(Region pointing data)
-*-

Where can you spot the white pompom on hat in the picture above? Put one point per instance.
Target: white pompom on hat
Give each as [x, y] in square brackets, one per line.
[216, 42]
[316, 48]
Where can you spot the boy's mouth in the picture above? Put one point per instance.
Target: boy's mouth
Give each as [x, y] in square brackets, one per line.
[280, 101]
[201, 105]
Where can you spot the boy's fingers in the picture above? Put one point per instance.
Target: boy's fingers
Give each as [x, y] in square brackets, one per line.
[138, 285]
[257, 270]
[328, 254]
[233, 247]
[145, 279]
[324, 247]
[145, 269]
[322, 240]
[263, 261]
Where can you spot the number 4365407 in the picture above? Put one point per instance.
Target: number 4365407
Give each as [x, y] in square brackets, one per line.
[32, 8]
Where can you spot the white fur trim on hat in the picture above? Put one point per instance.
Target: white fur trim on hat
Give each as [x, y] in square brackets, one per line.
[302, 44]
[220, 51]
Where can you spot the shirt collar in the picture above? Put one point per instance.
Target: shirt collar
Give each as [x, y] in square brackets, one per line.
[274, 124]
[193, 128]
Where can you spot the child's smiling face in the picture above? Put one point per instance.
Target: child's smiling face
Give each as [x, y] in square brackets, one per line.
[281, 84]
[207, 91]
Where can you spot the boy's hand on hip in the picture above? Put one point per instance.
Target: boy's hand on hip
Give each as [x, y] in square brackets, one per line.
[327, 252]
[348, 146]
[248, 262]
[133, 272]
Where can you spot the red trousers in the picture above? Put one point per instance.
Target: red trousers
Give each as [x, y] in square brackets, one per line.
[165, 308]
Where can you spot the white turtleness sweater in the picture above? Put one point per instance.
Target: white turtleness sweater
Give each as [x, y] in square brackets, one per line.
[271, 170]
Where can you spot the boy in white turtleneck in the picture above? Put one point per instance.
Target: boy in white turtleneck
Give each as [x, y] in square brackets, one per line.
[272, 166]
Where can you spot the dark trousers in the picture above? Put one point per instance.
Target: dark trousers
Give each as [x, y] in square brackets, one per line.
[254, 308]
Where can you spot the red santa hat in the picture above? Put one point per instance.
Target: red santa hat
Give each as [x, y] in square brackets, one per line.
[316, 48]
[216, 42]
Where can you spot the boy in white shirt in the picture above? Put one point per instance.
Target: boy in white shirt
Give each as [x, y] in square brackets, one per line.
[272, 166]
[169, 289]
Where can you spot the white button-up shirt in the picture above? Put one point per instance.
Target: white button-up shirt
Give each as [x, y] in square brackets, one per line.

-*-

--- THE TASK ---
The answer must hold only the lines from the first line of the data through the line bearing "Target: boy's mouth", returned exactly.

--- ANSWER FOR THIS EXERCISE ---
Where can you spot the white pompom on hat in the picture above? Put one point per instance.
Target: white pompom on hat
Give each as [x, y] in square brackets, one per line.
[216, 42]
[316, 48]
Where can you spot the boy's mouth in the picture above? Put one point per instance.
Target: boy's mouth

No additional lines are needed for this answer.